[EXERCISE GOAL] Repeat exactly, and only, the lines from the one containing "Confirm that each instance of the wall-mounted" through the end of the records.

[DATASET ROWS]
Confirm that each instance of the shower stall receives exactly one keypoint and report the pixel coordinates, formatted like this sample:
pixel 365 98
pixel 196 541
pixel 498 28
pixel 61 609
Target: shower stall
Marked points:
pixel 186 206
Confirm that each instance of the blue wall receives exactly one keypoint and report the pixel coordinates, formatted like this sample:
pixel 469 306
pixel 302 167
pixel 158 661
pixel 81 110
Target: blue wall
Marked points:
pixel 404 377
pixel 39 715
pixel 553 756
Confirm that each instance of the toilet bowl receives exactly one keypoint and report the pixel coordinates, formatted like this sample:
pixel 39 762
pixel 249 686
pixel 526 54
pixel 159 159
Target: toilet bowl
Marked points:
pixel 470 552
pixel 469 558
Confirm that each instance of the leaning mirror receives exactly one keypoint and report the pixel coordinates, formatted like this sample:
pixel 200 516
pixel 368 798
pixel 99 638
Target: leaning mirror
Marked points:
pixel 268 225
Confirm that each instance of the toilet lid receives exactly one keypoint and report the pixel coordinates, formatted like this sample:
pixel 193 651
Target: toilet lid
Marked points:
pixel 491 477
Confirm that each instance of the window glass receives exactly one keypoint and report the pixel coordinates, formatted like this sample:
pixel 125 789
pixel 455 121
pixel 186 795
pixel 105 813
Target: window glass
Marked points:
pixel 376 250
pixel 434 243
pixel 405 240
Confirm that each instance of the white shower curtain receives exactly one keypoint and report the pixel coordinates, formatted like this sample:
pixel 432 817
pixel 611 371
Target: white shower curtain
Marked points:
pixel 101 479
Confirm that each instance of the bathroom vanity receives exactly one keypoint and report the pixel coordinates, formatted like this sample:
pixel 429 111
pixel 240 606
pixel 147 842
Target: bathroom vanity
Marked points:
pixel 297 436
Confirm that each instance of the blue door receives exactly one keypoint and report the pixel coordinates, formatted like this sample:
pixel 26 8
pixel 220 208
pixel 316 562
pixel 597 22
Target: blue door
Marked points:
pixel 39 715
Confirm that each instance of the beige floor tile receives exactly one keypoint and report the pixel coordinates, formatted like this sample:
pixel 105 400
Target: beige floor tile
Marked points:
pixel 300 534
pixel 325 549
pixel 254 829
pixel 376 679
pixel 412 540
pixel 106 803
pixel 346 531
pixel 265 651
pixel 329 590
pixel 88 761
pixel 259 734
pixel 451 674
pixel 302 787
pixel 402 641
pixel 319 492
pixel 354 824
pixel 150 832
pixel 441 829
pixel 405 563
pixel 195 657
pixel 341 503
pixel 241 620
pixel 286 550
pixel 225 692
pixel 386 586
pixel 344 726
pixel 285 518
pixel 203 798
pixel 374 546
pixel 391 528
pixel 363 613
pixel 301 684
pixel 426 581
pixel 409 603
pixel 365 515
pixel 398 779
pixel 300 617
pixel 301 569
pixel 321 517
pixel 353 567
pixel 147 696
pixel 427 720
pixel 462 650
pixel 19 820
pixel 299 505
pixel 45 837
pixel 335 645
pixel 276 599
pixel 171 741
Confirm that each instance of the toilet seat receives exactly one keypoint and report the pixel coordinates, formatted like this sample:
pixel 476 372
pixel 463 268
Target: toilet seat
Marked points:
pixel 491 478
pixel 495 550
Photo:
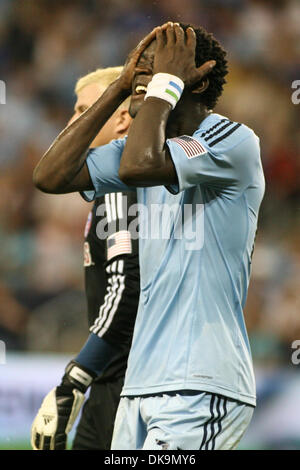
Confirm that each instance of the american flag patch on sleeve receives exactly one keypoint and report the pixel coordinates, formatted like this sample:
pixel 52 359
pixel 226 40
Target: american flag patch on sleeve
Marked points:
pixel 119 243
pixel 192 148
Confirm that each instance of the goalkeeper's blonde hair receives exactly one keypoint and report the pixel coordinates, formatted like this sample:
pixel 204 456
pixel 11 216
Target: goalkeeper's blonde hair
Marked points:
pixel 104 77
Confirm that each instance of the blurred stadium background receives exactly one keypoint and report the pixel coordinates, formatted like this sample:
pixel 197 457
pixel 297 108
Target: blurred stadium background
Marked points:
pixel 45 45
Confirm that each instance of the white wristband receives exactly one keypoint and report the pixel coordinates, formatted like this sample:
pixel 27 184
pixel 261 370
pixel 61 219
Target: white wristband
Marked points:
pixel 165 86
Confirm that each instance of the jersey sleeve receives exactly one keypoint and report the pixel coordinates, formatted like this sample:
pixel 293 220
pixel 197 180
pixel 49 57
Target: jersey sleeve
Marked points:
pixel 117 310
pixel 229 165
pixel 103 164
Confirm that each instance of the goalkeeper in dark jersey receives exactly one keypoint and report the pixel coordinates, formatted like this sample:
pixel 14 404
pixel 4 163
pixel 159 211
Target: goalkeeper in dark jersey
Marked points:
pixel 112 291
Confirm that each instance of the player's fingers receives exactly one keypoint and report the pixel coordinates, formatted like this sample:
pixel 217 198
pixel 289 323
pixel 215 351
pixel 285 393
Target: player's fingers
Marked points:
pixel 191 38
pixel 179 33
pixel 170 33
pixel 145 42
pixel 142 70
pixel 160 41
pixel 205 69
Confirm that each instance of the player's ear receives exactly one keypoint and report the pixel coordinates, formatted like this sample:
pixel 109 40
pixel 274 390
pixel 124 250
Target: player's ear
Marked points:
pixel 200 87
pixel 123 122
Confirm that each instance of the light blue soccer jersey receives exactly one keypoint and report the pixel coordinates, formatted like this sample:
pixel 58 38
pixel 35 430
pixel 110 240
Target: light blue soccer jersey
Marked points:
pixel 195 244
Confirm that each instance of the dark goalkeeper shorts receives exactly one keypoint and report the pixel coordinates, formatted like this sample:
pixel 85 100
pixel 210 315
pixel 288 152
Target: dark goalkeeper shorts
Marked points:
pixel 95 428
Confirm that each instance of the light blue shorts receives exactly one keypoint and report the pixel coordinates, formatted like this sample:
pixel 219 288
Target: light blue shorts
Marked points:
pixel 184 420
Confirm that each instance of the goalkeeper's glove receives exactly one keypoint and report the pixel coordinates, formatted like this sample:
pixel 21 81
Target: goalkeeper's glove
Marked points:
pixel 60 408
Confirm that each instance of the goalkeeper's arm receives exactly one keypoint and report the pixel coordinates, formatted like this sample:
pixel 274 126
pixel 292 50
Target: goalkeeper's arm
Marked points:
pixel 61 406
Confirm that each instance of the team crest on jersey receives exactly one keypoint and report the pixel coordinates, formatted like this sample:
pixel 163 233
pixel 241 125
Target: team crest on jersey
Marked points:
pixel 191 147
pixel 88 224
pixel 87 258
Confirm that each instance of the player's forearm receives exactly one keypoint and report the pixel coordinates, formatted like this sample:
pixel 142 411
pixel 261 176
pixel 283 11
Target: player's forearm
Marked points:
pixel 67 154
pixel 97 354
pixel 144 155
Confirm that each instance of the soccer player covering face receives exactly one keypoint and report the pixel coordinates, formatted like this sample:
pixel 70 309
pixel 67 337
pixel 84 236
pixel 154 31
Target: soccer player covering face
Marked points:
pixel 112 292
pixel 189 383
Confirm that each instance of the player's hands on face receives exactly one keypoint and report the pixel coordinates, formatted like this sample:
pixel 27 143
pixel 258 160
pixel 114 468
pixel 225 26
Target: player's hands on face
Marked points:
pixel 130 68
pixel 175 54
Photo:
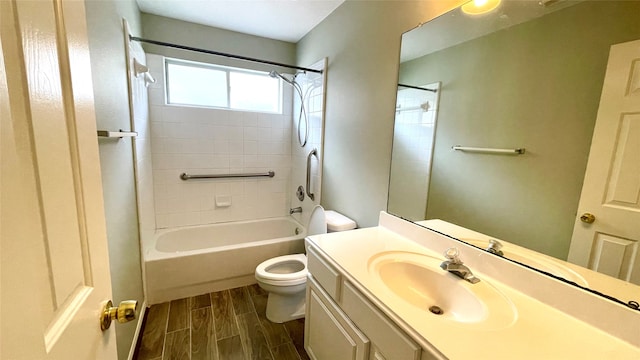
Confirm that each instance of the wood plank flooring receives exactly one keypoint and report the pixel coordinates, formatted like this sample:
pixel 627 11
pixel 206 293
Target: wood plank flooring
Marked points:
pixel 224 325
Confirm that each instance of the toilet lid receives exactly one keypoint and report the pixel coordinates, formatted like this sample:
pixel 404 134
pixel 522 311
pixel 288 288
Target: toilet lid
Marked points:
pixel 317 221
pixel 268 269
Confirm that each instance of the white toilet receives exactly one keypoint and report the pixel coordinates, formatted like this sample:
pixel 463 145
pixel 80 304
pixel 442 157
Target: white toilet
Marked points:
pixel 285 277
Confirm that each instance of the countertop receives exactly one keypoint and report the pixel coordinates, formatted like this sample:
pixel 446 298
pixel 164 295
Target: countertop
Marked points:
pixel 538 331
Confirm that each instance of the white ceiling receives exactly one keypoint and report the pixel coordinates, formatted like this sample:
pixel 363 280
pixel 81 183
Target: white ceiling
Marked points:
pixel 287 20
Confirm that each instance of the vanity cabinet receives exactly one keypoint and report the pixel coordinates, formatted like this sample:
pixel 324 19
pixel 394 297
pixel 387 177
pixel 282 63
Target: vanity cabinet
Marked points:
pixel 341 323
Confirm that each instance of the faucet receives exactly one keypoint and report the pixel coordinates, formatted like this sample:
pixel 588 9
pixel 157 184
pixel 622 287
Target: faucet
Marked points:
pixel 454 265
pixel 494 247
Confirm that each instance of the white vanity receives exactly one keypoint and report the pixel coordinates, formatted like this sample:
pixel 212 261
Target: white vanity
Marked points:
pixel 371 295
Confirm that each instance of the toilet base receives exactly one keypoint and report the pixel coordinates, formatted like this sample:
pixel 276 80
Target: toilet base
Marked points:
pixel 285 308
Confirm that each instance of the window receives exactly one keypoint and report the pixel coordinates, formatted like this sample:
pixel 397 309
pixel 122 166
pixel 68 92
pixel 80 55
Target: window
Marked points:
pixel 199 84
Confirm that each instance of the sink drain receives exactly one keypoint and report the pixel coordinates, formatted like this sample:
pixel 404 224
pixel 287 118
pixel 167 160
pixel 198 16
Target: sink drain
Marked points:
pixel 436 310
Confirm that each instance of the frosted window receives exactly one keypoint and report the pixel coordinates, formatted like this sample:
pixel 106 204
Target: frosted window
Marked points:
pixel 254 92
pixel 195 85
pixel 199 84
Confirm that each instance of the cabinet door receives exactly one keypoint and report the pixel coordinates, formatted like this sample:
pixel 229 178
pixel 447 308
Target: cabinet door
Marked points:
pixel 329 335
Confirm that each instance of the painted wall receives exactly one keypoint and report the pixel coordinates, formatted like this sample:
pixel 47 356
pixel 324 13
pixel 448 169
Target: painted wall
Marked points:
pixel 547 104
pixel 106 44
pixel 205 37
pixel 362 42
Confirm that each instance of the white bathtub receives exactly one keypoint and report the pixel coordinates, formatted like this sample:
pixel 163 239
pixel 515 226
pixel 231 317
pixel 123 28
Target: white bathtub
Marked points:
pixel 190 261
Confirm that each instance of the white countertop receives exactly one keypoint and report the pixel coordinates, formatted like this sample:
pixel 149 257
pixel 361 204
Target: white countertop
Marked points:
pixel 538 331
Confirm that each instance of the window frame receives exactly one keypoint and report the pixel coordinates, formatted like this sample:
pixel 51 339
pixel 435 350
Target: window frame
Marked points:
pixel 227 70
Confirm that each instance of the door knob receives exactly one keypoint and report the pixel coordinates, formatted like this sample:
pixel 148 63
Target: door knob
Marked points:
pixel 587 218
pixel 124 312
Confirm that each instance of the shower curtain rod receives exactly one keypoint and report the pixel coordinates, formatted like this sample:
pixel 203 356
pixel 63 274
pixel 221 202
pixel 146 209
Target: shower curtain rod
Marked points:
pixel 217 53
pixel 417 87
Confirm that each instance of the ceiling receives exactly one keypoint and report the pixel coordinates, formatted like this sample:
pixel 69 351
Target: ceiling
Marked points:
pixel 455 27
pixel 286 20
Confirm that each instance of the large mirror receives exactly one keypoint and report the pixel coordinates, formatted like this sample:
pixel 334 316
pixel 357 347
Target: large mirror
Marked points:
pixel 526 81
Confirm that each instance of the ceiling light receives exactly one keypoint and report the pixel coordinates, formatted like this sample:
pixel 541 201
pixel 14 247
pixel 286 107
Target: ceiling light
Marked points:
pixel 479 7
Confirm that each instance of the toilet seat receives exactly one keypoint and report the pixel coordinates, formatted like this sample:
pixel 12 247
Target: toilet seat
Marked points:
pixel 283 279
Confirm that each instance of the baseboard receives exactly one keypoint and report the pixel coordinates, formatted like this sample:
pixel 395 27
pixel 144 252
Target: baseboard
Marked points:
pixel 137 334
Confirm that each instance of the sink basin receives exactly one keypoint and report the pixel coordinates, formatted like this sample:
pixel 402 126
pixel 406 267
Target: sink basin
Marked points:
pixel 534 260
pixel 419 282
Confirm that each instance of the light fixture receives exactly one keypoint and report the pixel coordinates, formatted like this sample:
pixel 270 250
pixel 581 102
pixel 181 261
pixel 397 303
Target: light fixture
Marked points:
pixel 479 7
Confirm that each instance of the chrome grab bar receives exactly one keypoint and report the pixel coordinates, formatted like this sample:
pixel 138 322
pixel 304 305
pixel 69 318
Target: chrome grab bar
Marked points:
pixel 517 151
pixel 185 176
pixel 116 134
pixel 313 152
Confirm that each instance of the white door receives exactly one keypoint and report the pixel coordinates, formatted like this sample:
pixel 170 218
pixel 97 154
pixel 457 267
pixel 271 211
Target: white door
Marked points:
pixel 611 189
pixel 54 260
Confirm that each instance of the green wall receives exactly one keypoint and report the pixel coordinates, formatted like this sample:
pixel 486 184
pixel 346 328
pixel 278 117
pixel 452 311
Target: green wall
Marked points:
pixel 205 37
pixel 536 85
pixel 362 42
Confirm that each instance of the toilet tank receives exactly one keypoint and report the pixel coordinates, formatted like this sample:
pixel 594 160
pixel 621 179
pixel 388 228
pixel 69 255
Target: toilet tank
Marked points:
pixel 338 222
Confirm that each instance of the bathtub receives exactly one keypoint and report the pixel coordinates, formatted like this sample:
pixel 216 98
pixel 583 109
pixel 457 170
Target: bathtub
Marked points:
pixel 190 261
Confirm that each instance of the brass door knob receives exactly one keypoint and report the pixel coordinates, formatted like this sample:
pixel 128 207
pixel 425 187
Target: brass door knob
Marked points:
pixel 587 218
pixel 125 312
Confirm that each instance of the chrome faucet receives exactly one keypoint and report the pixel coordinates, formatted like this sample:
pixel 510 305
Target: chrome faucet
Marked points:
pixel 494 247
pixel 454 265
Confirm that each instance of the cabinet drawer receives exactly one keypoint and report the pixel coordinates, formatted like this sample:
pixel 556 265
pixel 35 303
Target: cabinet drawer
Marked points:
pixel 390 342
pixel 329 334
pixel 325 274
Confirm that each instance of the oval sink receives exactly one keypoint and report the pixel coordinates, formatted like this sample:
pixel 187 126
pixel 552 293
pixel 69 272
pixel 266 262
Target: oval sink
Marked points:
pixel 419 281
pixel 535 260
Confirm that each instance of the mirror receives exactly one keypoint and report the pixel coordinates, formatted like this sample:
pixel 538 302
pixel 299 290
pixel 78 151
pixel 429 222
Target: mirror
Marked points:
pixel 528 75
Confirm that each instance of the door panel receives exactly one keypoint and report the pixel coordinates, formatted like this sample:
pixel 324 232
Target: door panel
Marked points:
pixel 611 189
pixel 55 273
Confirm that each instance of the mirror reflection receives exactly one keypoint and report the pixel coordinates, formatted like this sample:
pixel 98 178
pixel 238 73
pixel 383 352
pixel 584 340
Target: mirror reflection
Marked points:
pixel 529 75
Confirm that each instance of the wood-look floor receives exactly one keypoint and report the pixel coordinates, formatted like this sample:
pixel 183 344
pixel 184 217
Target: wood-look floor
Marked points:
pixel 225 325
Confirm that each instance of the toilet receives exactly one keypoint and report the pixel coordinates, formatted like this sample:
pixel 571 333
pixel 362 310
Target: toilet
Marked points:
pixel 285 277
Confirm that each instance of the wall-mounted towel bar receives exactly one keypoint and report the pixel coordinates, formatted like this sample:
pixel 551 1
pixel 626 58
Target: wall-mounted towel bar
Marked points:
pixel 518 151
pixel 185 176
pixel 116 134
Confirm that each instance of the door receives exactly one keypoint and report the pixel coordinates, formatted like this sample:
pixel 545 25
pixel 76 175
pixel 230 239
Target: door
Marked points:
pixel 608 241
pixel 54 261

[TASK OUTPUT]
Confirm that each instance of the wall-mounted towel bar receives exactly one keypoint and report the pixel coordinates, formatted like this sample:
pixel 551 1
pixel 626 58
Target: wall-mounted towel bar
Marked points:
pixel 518 151
pixel 185 176
pixel 116 134
Confirm that each instance of the door receives exactly one keypoint and report the pixel coordinates, formatted like this sample:
pixel 545 25
pixel 76 175
pixel 230 239
Target: door
Marked points:
pixel 608 241
pixel 54 261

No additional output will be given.